> Goals
(a) Summarize the text on umbrella companies in two sentences.
(b) List every benefit given in the bulleted list under the heading about working through an umbrella company.
(c) Resume the text on umbrella companies after its final sentence.

> Reading passage
An umbrella company takes the hassle out of admin and making sure that, as a contractor or freelancer, you are tax compliant. Working through an umbrella company or service means that essentially you are an “employee” of that company while enjoying the freedom of working for yourself, with all the benefits that employment offers.
The benefits of working through an umbrella company
- You will have the freedom of being self-employed while still maintaining the benefits of being an employee.
- Your tax compliance is taken care of by the umbrella company.
- You will be able to claim sick, holiday and maternity/paternity leave.
Who should consider joining an umbrella company?
Contractors or freelancers who don’t want to deal with the hassle of payroll admin and making sure they’re tax compliant, and who want the security of having an “employer”. You’ll have complete peace of mind that everything is taken care of.
If you are a higher earning contractor, this type of business isn’t as tax efficient as working through a limited company, but it is hassle-free and gives you flexibility with less commitment as a company director.
If you are worried about remaining tax compliant, we offer umbrella payroll services to ensure you stay on the right side of the HMRC.

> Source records
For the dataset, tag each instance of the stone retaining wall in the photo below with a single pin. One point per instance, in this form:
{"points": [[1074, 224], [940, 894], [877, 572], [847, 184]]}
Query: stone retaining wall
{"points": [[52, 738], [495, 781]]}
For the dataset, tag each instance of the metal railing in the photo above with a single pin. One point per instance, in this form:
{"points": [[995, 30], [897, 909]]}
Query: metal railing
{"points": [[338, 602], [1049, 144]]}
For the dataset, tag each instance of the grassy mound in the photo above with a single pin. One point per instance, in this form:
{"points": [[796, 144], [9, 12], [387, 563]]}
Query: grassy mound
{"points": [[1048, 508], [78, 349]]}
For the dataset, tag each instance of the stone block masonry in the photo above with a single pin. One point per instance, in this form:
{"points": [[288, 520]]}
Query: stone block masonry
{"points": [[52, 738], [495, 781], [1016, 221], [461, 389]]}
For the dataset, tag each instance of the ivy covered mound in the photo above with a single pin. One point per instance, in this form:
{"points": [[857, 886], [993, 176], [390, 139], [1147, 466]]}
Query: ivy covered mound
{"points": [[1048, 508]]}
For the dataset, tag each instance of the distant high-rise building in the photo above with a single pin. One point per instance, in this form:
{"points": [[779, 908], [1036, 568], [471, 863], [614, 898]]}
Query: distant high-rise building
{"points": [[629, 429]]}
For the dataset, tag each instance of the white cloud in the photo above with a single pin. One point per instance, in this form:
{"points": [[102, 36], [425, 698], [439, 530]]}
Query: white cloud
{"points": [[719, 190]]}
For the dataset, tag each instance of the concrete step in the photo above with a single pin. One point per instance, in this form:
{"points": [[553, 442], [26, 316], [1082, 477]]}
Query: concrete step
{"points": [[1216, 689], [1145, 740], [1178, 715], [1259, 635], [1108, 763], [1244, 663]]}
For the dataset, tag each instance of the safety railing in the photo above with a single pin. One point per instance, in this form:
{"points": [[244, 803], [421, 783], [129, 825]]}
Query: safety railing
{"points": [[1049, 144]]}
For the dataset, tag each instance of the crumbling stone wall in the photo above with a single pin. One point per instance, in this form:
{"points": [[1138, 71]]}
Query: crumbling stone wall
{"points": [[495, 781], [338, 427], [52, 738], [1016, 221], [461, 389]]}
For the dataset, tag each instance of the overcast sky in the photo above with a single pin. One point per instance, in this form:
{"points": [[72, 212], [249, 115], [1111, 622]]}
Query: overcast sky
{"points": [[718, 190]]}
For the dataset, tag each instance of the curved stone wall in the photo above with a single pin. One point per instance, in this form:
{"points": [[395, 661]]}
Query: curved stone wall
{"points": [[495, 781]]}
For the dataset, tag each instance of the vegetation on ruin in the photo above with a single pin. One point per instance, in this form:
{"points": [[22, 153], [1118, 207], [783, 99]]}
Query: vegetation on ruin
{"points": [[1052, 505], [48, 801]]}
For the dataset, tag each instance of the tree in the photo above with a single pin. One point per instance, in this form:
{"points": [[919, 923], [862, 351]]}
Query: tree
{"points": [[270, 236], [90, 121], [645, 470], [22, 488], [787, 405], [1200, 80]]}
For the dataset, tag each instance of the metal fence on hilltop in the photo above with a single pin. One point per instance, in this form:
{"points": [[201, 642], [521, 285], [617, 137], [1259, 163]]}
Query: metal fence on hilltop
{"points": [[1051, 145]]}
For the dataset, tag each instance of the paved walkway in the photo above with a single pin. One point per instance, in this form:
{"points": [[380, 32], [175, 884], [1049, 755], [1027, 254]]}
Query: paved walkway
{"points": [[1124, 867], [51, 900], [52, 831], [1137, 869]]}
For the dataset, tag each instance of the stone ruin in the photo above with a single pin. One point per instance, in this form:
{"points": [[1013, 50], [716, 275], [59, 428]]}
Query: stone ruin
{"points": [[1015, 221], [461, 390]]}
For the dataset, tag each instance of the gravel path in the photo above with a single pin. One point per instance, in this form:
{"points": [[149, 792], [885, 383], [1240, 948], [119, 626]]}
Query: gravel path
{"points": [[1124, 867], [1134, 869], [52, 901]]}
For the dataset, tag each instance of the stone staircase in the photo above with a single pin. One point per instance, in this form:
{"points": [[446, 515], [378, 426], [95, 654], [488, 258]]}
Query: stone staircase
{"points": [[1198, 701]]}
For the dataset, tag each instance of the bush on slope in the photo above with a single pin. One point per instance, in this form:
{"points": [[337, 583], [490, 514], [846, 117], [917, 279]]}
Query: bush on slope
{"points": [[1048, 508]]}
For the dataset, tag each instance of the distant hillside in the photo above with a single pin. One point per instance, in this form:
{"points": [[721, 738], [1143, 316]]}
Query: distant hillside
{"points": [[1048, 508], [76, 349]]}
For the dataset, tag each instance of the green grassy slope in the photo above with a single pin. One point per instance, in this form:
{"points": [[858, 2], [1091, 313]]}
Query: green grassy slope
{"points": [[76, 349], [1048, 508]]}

> Answers to the exercises
(a) An umbrella company handles admin and tax compliance for contractors and freelancers, who effectively become its employees while keeping the freedom of working for themselves and gaining the ability to claim sick, holiday and maternity/paternity leave. It suits those who want to avoid payroll hassle and have the security of an employer, though higher earners would find it less tax efficient than working through a limited company.

(b)
- The freedom of being self-employed while still keeping the benefits of being an employee
- Tax compliance taken care of by the umbrella company
- The ability to claim sick, holiday and maternity/paternity leave

(c)
A branch is an extension of a parent company operating under the laws of another jurisdiction. It is not a separate legal entity. The parent company is liable for all the branch’s operations and its annual financial statements need to be filed at Company House.
The benefits of operating as a branch
- It’s quick and easy to set up.
- It can be converted into a limited company or subsidiary at any further point.
- It can be closed without formal notice.
Who should open a branch?
Already established companies who are looking to extend their business.
See more: UK branch vs subsidiary
A subsidiary is an entirely separate legal entity from the parent company, meaning that the parent company is not liable in any way for any actions or decisions of the subsidiary. This also gives the parent company protection in terms of liability if the subsidiary should make a loss.
The benefits of establishing a business as a subsidiary
- A subsidiary is considered its own legal entity, so it can own property, can sue or be sued.
- A subsidiary is far more credible with UK suppliers and other companies as it is considered a UK company, meaning it is governed by UK laws.
- The parent company’s profits are shielded from being taxed by the UK government.
- The parent company does not have to file their year-end financial statements at Companies House
Who should consider a subsidiary for their business?
This is the best way for overseas companies to set up a business in the UK as it lends them more credibility as well as providing the parent company with a layer of protection against liability.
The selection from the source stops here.